Text section —
·····
[GPU] Disable in-place crop when consumer is MVN requiring alignment (#35700)
### Description of the issue(symptom, root-cause, how it was resolved)
- Symptom: GPU inference produced incorrect results for an IR pattern
`Parameter → Slice → MVN(axis=-1)`. Compared to CPU, the max absolute
diff was ~2.97 (FP32). Inspecting the MVN output buffer showed that only
the first row was correct; rows 1..N contained garbage (data read from
outside the intended sub-view).
- Root cause: Two GPU graph optimizations have conflicting assumptions
about the MVN input buffer layout:
- `crop_in_place_optimization` rewrites the crop (Slice) so that its
output is a **strided sub-view** of the parent buffer (e.g.
`BATCH_PITCH=1280` for `[1,2,2,32]` cropped from `[3,4,5,64]`).
- The MVN OCL impl's `static_canonicalize_shapes` flattens the input
shape (e.g. `[1,2,2,32] → [4,1,1,32]`) and the kernel reads with pitches
computed for that contiguous flattened shape (`BATCH_PITCH=32`). The two
pitch sets disagree, so only row 0 lands on valid memory.
·····
Reproduce word for word the part of the GPU bug description that begins with the words containing "- The MVN OCL" and ends with "on valid memory.".
·····
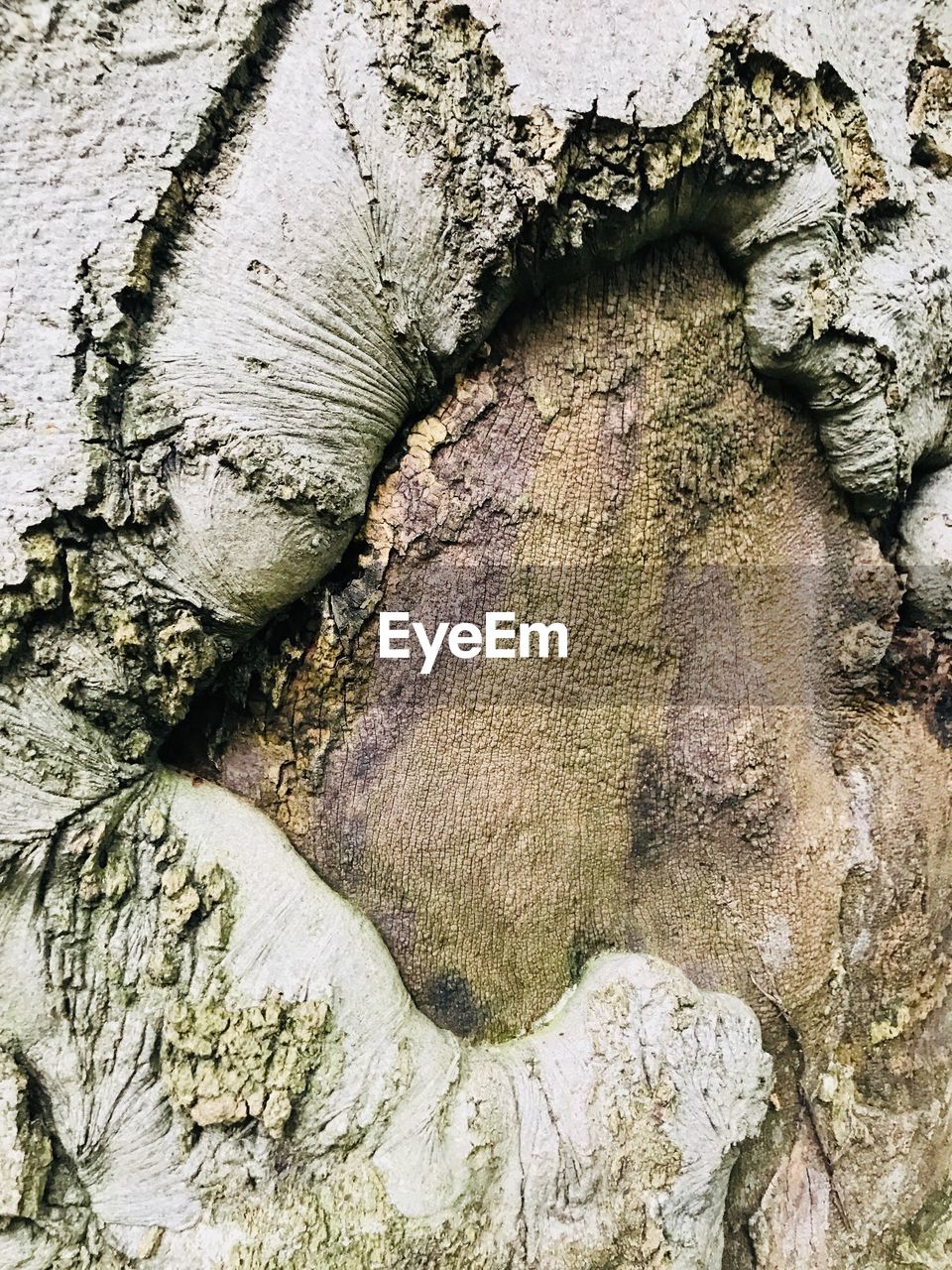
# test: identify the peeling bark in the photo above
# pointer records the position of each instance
(248, 246)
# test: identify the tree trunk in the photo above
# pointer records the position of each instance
(627, 318)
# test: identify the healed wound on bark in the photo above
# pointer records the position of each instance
(740, 807)
(612, 462)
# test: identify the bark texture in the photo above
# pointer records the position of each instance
(245, 246)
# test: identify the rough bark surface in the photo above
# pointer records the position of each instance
(243, 248)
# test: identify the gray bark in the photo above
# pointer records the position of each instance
(243, 248)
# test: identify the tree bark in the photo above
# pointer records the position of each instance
(635, 320)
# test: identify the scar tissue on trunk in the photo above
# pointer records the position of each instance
(497, 638)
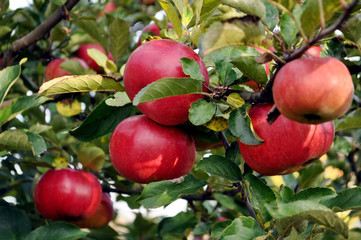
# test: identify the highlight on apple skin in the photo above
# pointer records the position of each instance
(67, 194)
(288, 145)
(143, 151)
(313, 90)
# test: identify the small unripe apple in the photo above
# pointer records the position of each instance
(144, 151)
(152, 28)
(155, 60)
(102, 216)
(83, 54)
(53, 69)
(288, 145)
(67, 194)
(313, 90)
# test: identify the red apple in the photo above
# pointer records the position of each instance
(53, 69)
(288, 145)
(102, 216)
(155, 60)
(67, 194)
(313, 90)
(144, 151)
(152, 28)
(83, 54)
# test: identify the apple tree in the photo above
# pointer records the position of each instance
(249, 111)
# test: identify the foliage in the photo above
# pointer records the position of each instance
(321, 201)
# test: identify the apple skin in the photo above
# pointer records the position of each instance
(152, 28)
(103, 215)
(83, 54)
(143, 151)
(313, 90)
(67, 194)
(53, 69)
(288, 145)
(155, 60)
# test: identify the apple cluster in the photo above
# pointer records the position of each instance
(73, 196)
(152, 147)
(310, 93)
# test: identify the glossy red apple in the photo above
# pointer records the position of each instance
(155, 60)
(102, 216)
(288, 145)
(152, 28)
(67, 194)
(83, 54)
(313, 90)
(53, 69)
(144, 151)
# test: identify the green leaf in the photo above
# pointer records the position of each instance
(345, 200)
(8, 77)
(38, 145)
(316, 194)
(178, 224)
(172, 16)
(250, 68)
(350, 121)
(260, 195)
(234, 32)
(161, 193)
(272, 13)
(250, 7)
(201, 112)
(14, 223)
(101, 121)
(191, 68)
(91, 27)
(309, 174)
(75, 68)
(167, 87)
(102, 60)
(289, 29)
(240, 228)
(56, 231)
(118, 35)
(220, 166)
(83, 83)
(14, 140)
(120, 99)
(311, 211)
(310, 19)
(18, 106)
(240, 128)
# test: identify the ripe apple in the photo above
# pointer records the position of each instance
(83, 54)
(288, 145)
(155, 60)
(152, 28)
(67, 194)
(144, 151)
(53, 69)
(313, 90)
(102, 216)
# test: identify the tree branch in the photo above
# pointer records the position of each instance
(37, 34)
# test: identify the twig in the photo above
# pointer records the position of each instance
(37, 34)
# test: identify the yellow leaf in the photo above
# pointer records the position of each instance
(217, 124)
(60, 162)
(68, 108)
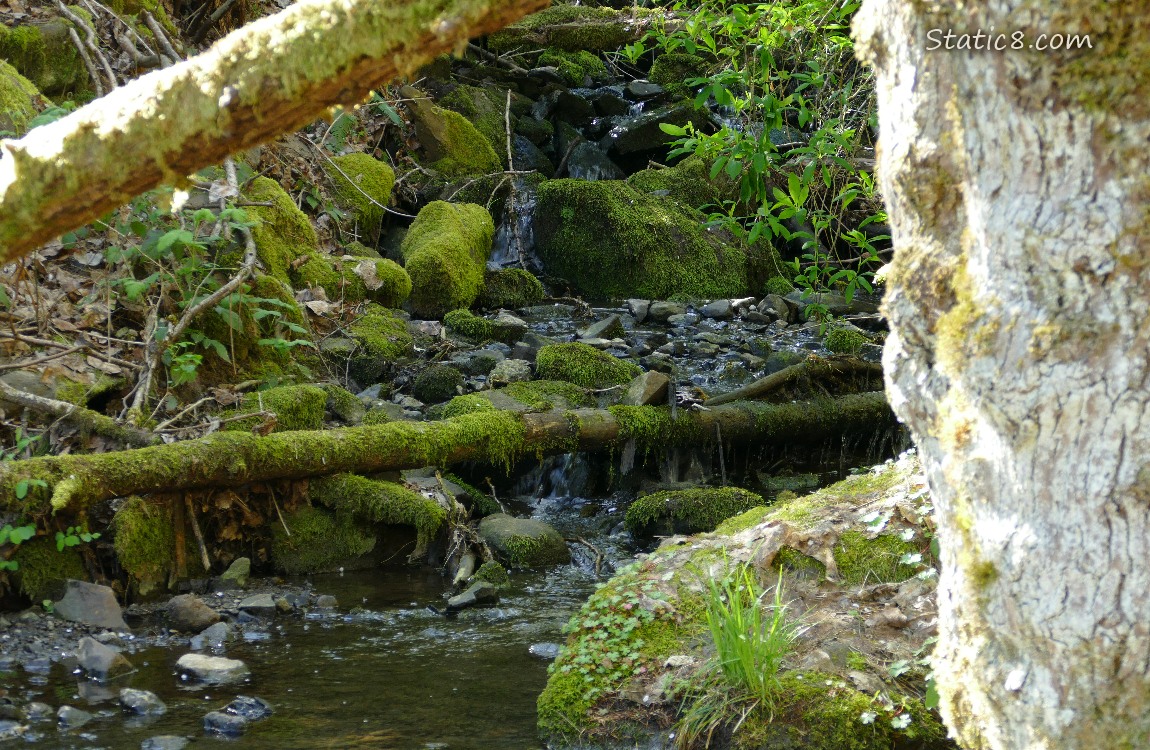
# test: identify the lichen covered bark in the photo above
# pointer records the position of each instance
·····
Your response —
- The MVN OCL impl's `static_canonicalize_shapes` flattens the input
shape (e.g. `[1,2,2,32] → [4,1,1,32]`) and the kernel reads with pitches
computed for that contiguous flattened shape (`BATCH_PITCH=32`). The two
pitch sets disagree, so only row 0 lands on valid memory.